■ What to produce ■
Retype, word for word, every line from the one holding "Practice step: find the window blind" through the one holding "Practice step: find the black" in the entries below, both included, and only those lines.

■ Source data ■
:::::
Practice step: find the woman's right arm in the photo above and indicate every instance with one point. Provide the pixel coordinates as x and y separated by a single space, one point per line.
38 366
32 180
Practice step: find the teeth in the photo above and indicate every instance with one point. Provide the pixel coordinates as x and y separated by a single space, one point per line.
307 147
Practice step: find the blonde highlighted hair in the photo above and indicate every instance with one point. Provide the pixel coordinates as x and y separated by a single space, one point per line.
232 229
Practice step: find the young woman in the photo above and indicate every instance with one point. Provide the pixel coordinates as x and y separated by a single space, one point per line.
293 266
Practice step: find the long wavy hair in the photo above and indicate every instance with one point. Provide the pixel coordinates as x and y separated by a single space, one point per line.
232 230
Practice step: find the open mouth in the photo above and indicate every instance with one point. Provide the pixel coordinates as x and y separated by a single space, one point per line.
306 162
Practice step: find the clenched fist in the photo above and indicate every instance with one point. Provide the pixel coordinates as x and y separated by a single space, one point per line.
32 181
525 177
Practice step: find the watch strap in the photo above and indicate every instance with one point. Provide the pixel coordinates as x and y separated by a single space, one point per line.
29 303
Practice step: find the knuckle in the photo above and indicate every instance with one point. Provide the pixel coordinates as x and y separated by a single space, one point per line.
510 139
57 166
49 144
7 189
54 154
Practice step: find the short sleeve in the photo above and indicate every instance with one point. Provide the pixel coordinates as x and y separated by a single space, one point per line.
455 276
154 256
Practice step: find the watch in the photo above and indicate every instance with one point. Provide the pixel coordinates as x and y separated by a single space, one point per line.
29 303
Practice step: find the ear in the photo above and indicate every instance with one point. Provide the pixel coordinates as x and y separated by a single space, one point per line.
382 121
:::::
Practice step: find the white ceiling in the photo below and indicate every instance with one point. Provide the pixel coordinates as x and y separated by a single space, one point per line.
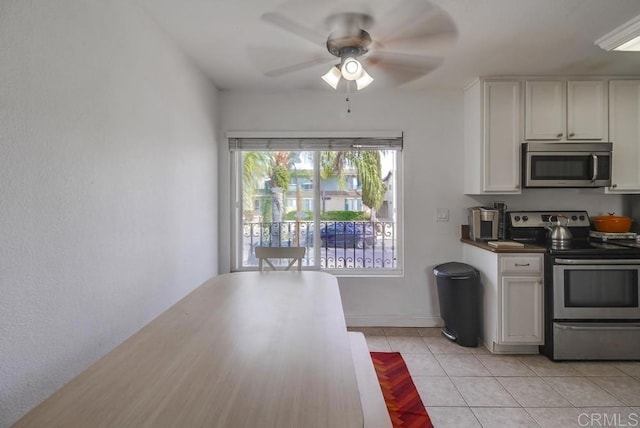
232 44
:::::
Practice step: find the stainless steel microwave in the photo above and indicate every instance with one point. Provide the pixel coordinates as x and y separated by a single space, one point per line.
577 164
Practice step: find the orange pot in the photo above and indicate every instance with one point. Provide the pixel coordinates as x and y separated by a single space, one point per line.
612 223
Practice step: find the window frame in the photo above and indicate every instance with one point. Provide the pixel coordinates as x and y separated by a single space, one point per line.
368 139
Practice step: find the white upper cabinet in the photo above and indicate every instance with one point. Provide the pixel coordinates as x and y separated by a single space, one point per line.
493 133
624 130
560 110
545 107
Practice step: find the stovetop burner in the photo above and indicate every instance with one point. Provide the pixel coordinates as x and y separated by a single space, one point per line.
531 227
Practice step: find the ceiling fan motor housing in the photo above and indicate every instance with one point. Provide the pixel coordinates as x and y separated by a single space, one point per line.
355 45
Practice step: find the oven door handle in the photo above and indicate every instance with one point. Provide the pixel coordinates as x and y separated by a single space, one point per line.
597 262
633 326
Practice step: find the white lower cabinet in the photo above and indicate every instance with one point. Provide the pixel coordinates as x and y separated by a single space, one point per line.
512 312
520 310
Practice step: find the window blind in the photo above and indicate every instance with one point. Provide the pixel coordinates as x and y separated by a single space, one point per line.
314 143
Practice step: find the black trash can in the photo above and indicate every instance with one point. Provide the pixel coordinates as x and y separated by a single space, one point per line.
:::::
■ Result for this task ■
Practice step: find the window blind in the photo above and indicate every instance with one point. Provide the pixel coordinates as x and y separated by a single space, one point per line.
314 143
Practice step: find the black trash can in the photo above and indicate every instance with one point. Provide the pixel coordinates as x and y separated by a single space, one point per line.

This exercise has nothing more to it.